[Natural language region descriptions]
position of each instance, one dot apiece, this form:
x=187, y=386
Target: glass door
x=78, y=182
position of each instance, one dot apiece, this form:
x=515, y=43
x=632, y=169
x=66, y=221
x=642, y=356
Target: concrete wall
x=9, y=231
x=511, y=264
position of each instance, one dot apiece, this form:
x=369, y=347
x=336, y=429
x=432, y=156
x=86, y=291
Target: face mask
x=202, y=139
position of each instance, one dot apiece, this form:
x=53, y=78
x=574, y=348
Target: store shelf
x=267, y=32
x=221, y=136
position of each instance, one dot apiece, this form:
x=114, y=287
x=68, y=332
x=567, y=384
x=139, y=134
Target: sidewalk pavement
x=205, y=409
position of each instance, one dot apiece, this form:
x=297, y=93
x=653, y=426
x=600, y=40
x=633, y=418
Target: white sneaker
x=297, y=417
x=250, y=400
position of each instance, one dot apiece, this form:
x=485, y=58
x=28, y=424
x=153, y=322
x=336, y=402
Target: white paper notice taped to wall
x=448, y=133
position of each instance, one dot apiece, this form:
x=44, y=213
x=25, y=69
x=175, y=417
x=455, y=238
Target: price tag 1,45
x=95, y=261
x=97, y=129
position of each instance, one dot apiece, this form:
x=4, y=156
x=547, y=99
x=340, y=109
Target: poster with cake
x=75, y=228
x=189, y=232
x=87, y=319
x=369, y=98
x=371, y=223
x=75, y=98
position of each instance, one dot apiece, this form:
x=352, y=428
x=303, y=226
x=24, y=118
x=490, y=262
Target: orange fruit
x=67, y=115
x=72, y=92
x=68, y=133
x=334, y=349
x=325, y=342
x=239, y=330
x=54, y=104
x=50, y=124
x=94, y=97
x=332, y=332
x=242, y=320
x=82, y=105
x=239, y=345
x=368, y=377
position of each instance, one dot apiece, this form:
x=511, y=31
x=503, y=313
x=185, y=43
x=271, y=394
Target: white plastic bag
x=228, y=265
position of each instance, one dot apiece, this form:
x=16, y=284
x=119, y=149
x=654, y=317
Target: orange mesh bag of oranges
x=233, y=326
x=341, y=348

**TASK GOAL:**
The lines above from the one containing "x=432, y=156" through the one containing "x=654, y=317" are to be set down exactly, and no others.

**RESPONSE:**
x=432, y=156
x=86, y=291
Target: face mask
x=202, y=139
position of each instance, one dot apiece, this form:
x=53, y=78
x=574, y=348
Target: store shelf
x=267, y=32
x=221, y=136
position of each instance, one dot apiece, this form:
x=114, y=287
x=68, y=332
x=567, y=384
x=139, y=134
Target: sidewalk pavement
x=205, y=409
position of each instance, one dot apiece, this form:
x=297, y=93
x=653, y=426
x=600, y=40
x=633, y=418
Target: white sneaker
x=297, y=417
x=250, y=400
position of each instance, one dot apiece, this form:
x=485, y=58
x=28, y=424
x=153, y=322
x=336, y=402
Target: white paper notice taped to wall
x=448, y=133
position of each instance, one dot apiece, this form:
x=44, y=213
x=25, y=69
x=175, y=417
x=455, y=238
Target: price tag 1,45
x=95, y=261
x=97, y=129
position of each instance, one dot apiece, this form:
x=4, y=156
x=547, y=99
x=340, y=109
Target: poster with cake
x=75, y=228
x=189, y=232
x=87, y=319
x=369, y=98
x=371, y=223
x=75, y=98
position of each instance, one dot apiece, this form:
x=352, y=428
x=303, y=226
x=24, y=118
x=490, y=262
Target: orange fruit
x=67, y=115
x=72, y=92
x=68, y=133
x=334, y=349
x=325, y=342
x=239, y=330
x=54, y=104
x=50, y=124
x=94, y=97
x=332, y=332
x=242, y=320
x=82, y=105
x=239, y=345
x=368, y=377
position of each instance, one dot apiece, this form:
x=511, y=31
x=503, y=313
x=185, y=43
x=271, y=394
Target: white plastic bag
x=228, y=265
position of each instance, one dot apiece, this form:
x=16, y=284
x=119, y=149
x=654, y=317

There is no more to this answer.